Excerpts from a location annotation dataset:

• • • •

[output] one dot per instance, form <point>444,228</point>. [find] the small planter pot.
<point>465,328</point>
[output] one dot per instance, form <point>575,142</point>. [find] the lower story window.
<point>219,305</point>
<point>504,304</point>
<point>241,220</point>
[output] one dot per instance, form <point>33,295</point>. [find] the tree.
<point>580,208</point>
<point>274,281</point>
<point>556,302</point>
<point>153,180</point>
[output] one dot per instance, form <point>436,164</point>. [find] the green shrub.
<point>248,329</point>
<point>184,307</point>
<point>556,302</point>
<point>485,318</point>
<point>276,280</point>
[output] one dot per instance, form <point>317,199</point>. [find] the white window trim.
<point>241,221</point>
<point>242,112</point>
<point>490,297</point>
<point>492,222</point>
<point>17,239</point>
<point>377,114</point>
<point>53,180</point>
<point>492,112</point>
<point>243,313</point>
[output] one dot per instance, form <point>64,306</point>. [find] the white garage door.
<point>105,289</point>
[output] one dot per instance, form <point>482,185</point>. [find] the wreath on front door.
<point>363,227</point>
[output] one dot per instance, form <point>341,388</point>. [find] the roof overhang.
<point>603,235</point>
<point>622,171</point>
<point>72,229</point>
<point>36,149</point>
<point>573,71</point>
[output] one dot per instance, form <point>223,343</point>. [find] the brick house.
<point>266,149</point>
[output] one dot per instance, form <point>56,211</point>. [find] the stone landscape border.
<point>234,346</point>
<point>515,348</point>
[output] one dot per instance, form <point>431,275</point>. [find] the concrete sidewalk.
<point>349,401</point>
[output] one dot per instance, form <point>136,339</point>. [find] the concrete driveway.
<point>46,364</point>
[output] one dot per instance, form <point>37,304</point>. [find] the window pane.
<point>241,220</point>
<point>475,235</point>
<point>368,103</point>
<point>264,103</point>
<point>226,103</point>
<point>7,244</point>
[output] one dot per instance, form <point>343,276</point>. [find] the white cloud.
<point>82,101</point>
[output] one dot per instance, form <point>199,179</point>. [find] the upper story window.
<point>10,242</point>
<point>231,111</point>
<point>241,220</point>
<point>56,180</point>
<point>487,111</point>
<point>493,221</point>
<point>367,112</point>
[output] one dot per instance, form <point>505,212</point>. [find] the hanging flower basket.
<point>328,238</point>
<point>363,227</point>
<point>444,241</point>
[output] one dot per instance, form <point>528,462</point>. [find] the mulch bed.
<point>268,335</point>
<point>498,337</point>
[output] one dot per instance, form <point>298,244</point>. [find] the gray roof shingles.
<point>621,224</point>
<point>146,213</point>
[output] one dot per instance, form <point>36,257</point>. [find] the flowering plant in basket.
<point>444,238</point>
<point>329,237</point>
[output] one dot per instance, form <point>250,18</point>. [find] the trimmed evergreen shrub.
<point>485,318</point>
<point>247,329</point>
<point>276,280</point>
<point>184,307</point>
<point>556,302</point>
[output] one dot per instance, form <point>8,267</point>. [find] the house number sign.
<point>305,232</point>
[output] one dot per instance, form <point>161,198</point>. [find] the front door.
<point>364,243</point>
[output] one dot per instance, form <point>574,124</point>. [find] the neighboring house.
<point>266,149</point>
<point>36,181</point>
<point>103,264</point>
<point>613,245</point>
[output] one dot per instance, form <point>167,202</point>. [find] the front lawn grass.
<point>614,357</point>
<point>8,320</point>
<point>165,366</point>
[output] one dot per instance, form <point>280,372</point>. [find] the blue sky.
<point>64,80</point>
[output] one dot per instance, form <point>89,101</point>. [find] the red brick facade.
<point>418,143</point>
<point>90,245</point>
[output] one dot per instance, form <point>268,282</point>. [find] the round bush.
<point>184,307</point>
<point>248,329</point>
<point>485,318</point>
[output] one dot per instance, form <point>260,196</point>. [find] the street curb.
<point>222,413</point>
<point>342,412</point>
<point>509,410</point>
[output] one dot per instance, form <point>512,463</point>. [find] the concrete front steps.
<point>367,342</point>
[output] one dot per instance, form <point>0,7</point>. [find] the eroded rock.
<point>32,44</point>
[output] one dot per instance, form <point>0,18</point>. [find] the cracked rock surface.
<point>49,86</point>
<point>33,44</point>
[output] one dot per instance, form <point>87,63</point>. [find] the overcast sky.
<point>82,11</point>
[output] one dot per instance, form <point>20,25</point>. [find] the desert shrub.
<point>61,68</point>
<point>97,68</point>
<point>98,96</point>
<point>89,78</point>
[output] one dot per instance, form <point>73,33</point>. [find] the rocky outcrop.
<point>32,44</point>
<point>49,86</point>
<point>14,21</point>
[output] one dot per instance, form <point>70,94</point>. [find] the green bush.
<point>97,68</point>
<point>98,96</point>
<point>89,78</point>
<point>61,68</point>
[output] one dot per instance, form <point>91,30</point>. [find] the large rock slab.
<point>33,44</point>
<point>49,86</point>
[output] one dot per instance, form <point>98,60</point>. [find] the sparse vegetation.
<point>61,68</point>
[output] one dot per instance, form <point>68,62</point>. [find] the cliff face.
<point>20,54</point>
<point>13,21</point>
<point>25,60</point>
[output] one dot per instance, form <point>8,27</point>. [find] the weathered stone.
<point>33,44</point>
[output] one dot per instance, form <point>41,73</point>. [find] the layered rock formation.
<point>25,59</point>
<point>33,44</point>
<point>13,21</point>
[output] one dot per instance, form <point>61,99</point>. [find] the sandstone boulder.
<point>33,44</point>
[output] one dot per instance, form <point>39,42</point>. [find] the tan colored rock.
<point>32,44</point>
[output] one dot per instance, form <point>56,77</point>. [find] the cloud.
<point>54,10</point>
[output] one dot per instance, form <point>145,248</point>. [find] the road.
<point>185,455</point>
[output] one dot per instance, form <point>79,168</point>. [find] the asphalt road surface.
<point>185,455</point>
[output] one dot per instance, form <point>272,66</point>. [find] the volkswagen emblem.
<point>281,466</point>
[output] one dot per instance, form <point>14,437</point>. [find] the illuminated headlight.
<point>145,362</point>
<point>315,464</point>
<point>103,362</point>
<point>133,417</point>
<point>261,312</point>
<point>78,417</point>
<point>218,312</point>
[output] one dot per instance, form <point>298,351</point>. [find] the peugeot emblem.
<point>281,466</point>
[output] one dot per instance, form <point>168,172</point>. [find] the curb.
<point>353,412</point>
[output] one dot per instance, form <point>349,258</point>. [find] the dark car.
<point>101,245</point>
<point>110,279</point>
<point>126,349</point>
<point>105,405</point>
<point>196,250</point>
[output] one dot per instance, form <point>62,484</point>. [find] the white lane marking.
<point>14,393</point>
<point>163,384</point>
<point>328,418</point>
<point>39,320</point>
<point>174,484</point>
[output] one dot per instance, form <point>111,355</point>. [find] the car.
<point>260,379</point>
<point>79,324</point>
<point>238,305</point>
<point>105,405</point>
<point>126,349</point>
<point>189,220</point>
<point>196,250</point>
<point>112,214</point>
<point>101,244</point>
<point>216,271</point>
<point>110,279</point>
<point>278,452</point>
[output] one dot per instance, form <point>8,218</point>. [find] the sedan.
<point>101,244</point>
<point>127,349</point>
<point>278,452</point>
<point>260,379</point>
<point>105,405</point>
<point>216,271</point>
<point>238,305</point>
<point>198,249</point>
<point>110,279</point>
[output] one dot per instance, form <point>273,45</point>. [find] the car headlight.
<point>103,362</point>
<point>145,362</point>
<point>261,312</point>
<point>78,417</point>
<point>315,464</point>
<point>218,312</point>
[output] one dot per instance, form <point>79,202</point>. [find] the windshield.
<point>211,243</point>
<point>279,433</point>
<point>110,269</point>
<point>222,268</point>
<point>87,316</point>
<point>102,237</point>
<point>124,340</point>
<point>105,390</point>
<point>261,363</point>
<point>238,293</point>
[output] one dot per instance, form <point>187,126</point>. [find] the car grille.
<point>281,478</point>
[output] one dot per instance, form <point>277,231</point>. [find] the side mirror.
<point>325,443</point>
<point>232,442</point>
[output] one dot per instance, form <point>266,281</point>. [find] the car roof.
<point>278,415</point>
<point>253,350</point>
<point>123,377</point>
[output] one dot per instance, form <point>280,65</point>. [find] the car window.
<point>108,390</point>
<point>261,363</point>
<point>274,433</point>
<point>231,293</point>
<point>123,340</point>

• • • •

• **Request**: In the material, substitute "adjacent house" for "neighboring house" and give back only the lines between the one holding "[output] one dot per instance, form <point>8,267</point>." and the one holding "<point>509,410</point>", inclusive, with everything else unchanged.

• **Exercise response**:
[output] one dot per instance, form <point>8,267</point>. [find] the house number sign.
<point>305,232</point>
[output] one dot per instance, form <point>161,198</point>. [find] the front door.
<point>364,243</point>
[output] one dot per instance, form <point>574,124</point>. [find] the adjacent house.
<point>266,149</point>
<point>36,181</point>
<point>103,264</point>
<point>613,245</point>
[output] one dot per instance, form <point>167,202</point>. [find] the front lawn grass.
<point>614,357</point>
<point>8,320</point>
<point>165,366</point>
[output] one dot per instance, form <point>280,372</point>. [find] the blue sky.
<point>64,80</point>
[output] one dot per instance, form <point>89,101</point>. [find] the red brick facade.
<point>418,143</point>
<point>90,245</point>
[output] one dot per instance, form <point>268,282</point>. [find] the round bush.
<point>184,307</point>
<point>248,329</point>
<point>485,318</point>
[output] one dot per instance, form <point>260,196</point>. [find] the street curb.
<point>222,413</point>
<point>342,412</point>
<point>509,410</point>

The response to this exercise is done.